BEGIN
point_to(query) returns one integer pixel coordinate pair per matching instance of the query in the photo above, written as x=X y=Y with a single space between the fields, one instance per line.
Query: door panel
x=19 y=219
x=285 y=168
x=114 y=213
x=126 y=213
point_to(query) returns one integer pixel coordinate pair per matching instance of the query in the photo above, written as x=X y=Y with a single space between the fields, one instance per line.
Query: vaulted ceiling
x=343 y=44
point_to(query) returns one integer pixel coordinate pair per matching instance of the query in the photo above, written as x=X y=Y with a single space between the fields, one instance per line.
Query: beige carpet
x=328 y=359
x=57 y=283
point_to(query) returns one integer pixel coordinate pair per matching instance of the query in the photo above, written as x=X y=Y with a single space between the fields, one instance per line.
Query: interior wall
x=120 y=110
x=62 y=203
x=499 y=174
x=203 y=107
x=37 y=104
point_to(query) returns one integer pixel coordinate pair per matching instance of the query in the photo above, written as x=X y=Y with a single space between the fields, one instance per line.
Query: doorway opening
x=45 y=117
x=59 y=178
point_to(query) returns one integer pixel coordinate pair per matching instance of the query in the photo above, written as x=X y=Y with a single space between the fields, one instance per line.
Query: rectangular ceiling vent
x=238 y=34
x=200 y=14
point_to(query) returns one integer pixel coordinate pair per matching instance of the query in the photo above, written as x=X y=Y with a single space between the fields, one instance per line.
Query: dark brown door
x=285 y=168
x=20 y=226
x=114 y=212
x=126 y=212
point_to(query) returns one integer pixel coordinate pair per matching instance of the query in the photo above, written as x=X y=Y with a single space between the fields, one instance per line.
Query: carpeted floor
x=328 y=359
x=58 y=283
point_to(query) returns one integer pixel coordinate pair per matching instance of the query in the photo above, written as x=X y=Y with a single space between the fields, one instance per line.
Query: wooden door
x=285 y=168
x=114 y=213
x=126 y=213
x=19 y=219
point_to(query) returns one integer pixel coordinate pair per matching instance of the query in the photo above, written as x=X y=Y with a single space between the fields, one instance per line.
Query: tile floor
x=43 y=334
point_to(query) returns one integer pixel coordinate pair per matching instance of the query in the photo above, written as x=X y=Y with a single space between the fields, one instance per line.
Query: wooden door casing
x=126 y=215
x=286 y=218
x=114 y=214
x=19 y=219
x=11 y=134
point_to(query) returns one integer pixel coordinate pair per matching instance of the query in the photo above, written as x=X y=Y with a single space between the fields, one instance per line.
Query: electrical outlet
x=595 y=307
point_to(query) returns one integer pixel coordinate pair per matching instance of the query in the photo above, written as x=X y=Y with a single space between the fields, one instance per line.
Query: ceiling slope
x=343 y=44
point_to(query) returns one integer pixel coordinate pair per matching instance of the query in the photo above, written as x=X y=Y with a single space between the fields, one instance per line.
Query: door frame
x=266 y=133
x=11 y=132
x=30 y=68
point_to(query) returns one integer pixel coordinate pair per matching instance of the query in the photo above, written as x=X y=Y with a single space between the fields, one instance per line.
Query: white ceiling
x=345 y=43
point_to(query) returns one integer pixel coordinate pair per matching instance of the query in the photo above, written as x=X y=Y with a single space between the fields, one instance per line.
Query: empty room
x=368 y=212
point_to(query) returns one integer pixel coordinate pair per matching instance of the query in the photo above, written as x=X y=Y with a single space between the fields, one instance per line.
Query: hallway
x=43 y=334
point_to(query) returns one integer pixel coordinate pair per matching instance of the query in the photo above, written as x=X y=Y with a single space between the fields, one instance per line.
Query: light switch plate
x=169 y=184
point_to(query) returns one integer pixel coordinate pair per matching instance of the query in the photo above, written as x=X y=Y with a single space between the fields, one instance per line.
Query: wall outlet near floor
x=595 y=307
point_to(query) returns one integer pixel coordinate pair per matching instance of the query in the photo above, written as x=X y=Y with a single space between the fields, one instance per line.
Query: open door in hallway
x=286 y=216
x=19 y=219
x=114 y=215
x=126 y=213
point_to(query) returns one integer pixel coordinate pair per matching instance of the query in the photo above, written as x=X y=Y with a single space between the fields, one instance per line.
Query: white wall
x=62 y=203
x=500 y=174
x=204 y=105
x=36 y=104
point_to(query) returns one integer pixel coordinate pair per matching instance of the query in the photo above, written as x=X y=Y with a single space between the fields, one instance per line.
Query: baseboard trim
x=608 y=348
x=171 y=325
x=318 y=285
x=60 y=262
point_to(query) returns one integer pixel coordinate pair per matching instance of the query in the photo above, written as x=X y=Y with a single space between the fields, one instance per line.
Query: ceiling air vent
END
BEGIN
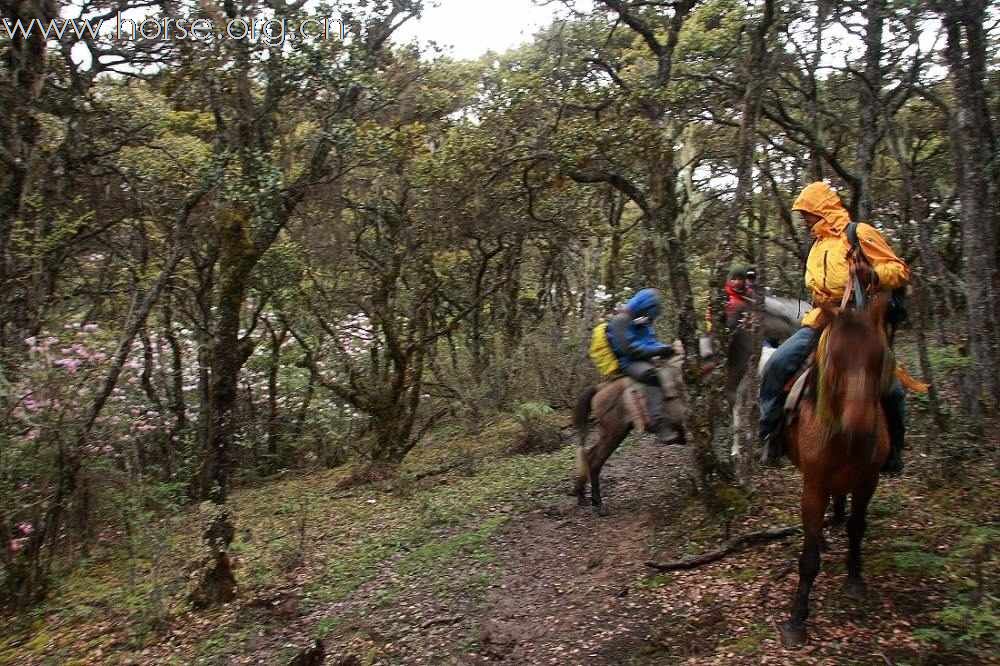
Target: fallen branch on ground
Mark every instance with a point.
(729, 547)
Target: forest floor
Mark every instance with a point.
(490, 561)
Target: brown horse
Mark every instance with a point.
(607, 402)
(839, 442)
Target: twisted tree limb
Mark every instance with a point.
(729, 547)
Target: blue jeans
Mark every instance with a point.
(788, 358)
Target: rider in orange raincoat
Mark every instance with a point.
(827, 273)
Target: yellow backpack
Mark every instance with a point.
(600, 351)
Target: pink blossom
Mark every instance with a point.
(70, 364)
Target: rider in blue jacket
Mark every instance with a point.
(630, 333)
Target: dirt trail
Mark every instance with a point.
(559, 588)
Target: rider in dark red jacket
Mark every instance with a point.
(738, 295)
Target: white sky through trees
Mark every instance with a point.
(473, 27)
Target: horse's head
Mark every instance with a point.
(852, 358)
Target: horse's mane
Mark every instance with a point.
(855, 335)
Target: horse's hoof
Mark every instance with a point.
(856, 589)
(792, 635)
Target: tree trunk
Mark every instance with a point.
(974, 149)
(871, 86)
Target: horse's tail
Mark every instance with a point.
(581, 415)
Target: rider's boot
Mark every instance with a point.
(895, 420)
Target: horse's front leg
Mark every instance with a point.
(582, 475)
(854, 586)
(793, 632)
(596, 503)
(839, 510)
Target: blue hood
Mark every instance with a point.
END
If a line in the listing contains the string "rider", copy it.

Target: rider in orange raincoat
Target: rider in blue jacket
Target: rider in dark red jacket
Target: rider's boot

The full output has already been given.